Stored data entries
────────
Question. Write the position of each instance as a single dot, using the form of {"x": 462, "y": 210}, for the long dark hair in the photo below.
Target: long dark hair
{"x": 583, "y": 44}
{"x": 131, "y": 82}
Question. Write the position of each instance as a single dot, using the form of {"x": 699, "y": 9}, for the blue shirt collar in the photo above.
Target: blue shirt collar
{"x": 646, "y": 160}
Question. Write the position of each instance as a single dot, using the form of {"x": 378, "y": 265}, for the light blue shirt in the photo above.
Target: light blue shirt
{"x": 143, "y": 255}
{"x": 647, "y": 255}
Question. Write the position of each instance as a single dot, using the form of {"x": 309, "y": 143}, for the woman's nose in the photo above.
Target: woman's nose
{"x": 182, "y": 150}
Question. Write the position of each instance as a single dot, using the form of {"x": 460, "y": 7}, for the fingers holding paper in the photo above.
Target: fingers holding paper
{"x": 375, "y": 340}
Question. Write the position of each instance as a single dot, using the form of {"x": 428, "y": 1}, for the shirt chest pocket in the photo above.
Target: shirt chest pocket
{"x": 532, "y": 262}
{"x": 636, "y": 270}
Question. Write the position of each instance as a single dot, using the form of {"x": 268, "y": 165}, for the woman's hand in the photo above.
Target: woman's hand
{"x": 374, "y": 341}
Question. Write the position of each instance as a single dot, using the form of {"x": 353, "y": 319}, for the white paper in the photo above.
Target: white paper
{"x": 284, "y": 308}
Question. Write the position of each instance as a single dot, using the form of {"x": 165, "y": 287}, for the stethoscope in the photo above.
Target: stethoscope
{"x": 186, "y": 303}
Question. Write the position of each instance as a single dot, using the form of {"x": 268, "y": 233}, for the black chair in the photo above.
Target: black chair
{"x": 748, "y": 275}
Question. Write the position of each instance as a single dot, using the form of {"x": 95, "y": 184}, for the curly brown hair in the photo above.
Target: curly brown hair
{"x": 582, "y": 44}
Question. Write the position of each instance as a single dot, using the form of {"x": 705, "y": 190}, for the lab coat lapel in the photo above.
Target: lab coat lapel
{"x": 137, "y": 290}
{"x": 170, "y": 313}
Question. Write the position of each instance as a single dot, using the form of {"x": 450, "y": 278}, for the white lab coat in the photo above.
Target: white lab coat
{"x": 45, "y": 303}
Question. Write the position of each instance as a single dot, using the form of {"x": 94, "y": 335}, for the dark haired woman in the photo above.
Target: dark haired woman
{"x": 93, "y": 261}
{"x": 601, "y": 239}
────────
TASK STATEMENT
Output exactly what runs from the line with "white paper in the photo above." to the final line above, both lines included, and nothing else.

TASK OUTPUT
Question. Write the position of each instance as a single dot, using the form of {"x": 353, "y": 319}, for the white paper in the photo above.
Target: white paper
{"x": 284, "y": 308}
Question. Write the position of each instance as a single dot, using the form of {"x": 165, "y": 287}, for the stethoscope in the photo above.
Target: stethoscope
{"x": 186, "y": 303}
Question. Write the position of each instance as a single dot, using the form of {"x": 268, "y": 233}, for the black chair in the photo above.
Target: black chair
{"x": 748, "y": 275}
Question. Write the position of each instance as a single dot, using the form of {"x": 95, "y": 184}, for the curly brown hair in the photo above.
Target: curly brown hair
{"x": 582, "y": 44}
Question. Write the position of each instance as a single dot, using the form of {"x": 705, "y": 190}, for the lab coat lapel in the photo above.
Target: lab coat lapel
{"x": 137, "y": 290}
{"x": 170, "y": 313}
Question. Write the position of each instance as a single dot, using the form of {"x": 450, "y": 278}, for the white lab coat in the photo above.
Target: white lab coat
{"x": 45, "y": 303}
Question. Write the position of each instance as a single dot, using the form of {"x": 94, "y": 335}, for the dark haired woman in the photo above.
Target: dark haired woman
{"x": 93, "y": 261}
{"x": 601, "y": 239}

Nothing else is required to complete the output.